_What to work on_
1 - Repeat the passage about Magda Haroun between "Magda Haroun vowed" and "in the country.", inclusive.
2 - Please write what comes next in the article on Magda Haroun, Egypt's new Jewish community leader, continuing from the point where it stops.

_Text passage_
◇ ◇ ◇ ◇ ◇
Egypt's Jewish community has elected Magda Haroun, 60, as new leader of the tiny Jewish community. She is the daughter of Chehata Haroun, a well-known nationalist and founder of the left-wing Al Tagammu Party. He was known for his anti-Zionist politics and his defense of Egyptian Jews against accusations of having greater loyalty to Israel than to Egypt.
Magda Haroun vowed to protect the country's Jewish heritage and care for the dwindling, elderly community members. She succeeds Carmen Weinstein, who died last Saturday at the age of 82. Weinstein was known for her efforts to preserve synagogues and a Jewish cemetery. "My new priority is to preserve the Egyptian Jewish heritage ... to give it back to Egypt, because it belongs to Egypt," Haroun said.
Haroun was born in Alexandria, Egypt's second largest city. She attended school in Cairo, and graduated from Cairo University with a degree in applied arts. She runs a patents and legal affairs firm with her sister Nadia. She says she considers herself Egyptian before Jewish as she was born and raised in the country.
◇ ◇ ◇ ◇ ◇
_Stored data_
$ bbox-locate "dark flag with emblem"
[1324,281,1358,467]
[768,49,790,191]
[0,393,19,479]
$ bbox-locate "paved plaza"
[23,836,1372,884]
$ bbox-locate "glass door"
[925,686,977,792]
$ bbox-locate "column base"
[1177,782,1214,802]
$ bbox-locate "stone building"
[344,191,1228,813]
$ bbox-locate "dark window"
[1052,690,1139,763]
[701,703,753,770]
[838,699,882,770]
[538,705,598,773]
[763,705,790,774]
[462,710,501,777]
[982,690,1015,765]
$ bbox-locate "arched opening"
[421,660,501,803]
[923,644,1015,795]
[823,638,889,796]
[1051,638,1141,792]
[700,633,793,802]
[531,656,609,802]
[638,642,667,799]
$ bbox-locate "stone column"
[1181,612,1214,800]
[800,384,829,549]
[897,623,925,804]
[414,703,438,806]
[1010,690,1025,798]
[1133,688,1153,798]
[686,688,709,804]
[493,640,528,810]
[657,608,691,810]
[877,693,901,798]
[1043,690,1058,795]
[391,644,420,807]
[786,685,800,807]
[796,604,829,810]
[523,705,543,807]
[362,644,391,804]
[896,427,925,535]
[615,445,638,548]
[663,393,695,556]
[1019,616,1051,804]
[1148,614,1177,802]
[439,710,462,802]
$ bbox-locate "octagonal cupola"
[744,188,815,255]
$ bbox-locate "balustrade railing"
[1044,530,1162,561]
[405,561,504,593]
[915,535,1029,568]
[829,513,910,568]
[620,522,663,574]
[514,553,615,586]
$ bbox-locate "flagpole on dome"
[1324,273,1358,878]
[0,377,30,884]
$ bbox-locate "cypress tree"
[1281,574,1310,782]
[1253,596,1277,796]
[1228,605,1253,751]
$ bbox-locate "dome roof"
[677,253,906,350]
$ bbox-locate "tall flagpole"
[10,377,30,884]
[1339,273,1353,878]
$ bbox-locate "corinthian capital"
◇ ◇ ◇ ◇ ◇
_Answers to the problems_
1 -
Magda Haroun vowed to protect the country's Jewish heritage and care for the dwindling, elderly community members. She succeeds Carmen Weinstein, who died last Saturday at the age of 82. Weinstein was known for her efforts to preserve synagogues and a Jewish cemetery. "My new priority is to preserve the Egyptian Jewish heritage ... to give it back to Egypt, because it belongs to Egypt," Haroun said.
Haroun was born in Alexandria, Egypt's second largest city. She attended school in Cairo, and graduated from Cairo University with a degree in applied arts. She runs a patents and legal affairs firm with her sister Nadia. She says she considers herself Egyptian before Jewish as she was born and raised in the country.

2 -
On Wednesday, meanwhile, Carmen Weinstein was laid to rest in a rare public ceremony. Diplomats from the United States and Israel joined about 100 mourners at a ceremony, partly broadcast on one private television channel, at the Sha'ar Hashamayim (Gate of Heaven) Synagogue in downtown Cairo. Weinstein was buried later at the Bassatine Cemetery, Cairo's only active Jewish burial site, which she had helped safeguard against vandalism during her lifetime. On its English-language website, the state-owned Al Ahram newspaper called her "The 'Iron Lady' of Egypt's Jews".
Only around 40 Jews remain in Egypt today. "I will continue taking care of them, socially, medically, gathering them for the holidays, and burying them with dignity," Weinstein's successor Haroun said. She was unanimously elected as community president at an extraordinary general assembly meeting held on Monday, following Weinstein's death. The remnants of Egypt's Jewish community are split between Cairo and the Mediterranean city of Alexandria that was also once a thriving multicultural and cosmopolitan hub.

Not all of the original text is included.